Quelldokument —
GOÄ 1095: Operative Reposition der umgestülpten Gebärmutter

17.12.2025
|
8
Minuten
Autor(en):
Niklas Tyler
Co-Founder | Doctario
Leander Löw
Co-Founder | Doctario
Samuel Pemsel
Co-Founder | Doctario

Zusammenfassung

Abschnitt:
H
  
Einfachsatz:
1
134.64
Regelhöchstsatz:
2.3
309.68
Höchstsatz:
3.5
471.25
Ausschlüsse:

GOÄ Ziffer 1095: Die formale Definition

Die GOÄ-Ziffer 1095 beschreibt die „Operative Reposition der umgestülpten Gebärmutter“. Diese Leistungsziffer ist im Abschnitt H (Gynäkologie und Geburtshilfe) der Gebührenordnung für Ärzte verortet, jedoch keiner spezifischen Unterkategorie zugeordnet. Sie erfasst einen seltenen, aber akut lebensbedrohlichen Notfall, der meist im direkten Anschluss an eine Geburt auftritt (Inversio uteri puerperalis).

Bereitgestellte Einträge —
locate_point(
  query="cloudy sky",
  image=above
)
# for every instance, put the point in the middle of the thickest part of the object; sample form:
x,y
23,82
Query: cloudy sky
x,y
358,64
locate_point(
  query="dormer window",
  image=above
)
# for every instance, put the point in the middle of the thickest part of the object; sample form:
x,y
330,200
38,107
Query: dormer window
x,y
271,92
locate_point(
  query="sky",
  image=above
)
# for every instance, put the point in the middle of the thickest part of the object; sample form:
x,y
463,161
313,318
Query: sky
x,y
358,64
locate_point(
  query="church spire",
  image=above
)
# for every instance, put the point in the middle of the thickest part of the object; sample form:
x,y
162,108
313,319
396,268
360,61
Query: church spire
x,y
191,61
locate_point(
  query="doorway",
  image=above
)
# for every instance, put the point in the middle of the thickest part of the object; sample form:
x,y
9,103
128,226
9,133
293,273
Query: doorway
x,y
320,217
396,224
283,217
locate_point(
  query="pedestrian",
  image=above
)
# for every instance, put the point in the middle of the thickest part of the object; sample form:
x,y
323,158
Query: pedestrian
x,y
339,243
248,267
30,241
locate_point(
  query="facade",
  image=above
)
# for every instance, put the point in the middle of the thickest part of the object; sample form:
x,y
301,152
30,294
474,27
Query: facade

Aufgaben —
1/ Erläutere in ein bis drei Sätzen anhand des Textes zur GOÄ-Ziffer 1095, welche Leistung diese Ziffer erfasst und welche Art von Notfall damit verbunden ist.
2/ Schreibe den Text zur GOÄ-Ziffer 1095 bitte nach seinem letzten Satz weiter.
Die Einträge sind eigenständiges Material und vom Text zur GOÄ-Ziffer 1095 getrennt.

Ergebnisse je Aufgabe —
1/ Die Ziffer 1095 erfasst die operative Reposition der umgestülpten Gebärmutter. Damit wird ein seltener, aber akut lebensbedrohlicher Notfall behandelt, der meist unmittelbar nach einer Geburt auftritt (Inversio uteri puerperalis).

2/
Die Leistungslegende lässt sich in ihre wesentlichen Bestandteile zerlegen:

  • Operative Reposition: Dieser Begriff beschreibt den eigentlichen Eingriff. Es handelt sich um ein manuelles oder instrumentelles Zurückverlagern des Uterus in seine anatomisch korrekte Position. Der Begriff „operativ“ verdeutlicht den invasiven und interventionellen Charakter der Maßnahme, die über eine rein medikamentöse Behandlung hinausgeht und oft unter Anästhesie stattfindet.
  • umgestülpte Gebärmutter (Inversio uteri): Dies ist die zugrundeliegende, hochdramatische pathologische Veränderung. Der Uterus hat sich, vergleichbar mit dem Finger eines Handschuhs, nach innen gestülpt. Die GOÄ-Ziffer 1095 ist ausschließlich für die Korrektur dieses spezifischen Zustands vorgesehen.

Ein entscheidender Punkt, der diese Ziffer von den meisten anderen operativen Leistungen der GOÄ unterscheidet, ist ihre Abrechnungsmodalität. Nach herrschender Kommentarlage und Praxis der Kostenträger handelt es sich um eine Festbetragsleistung.

Für alle Kostenträger gilt bei dieser Leistung (GOÄ Nr. 1095) der 1-fache Satz!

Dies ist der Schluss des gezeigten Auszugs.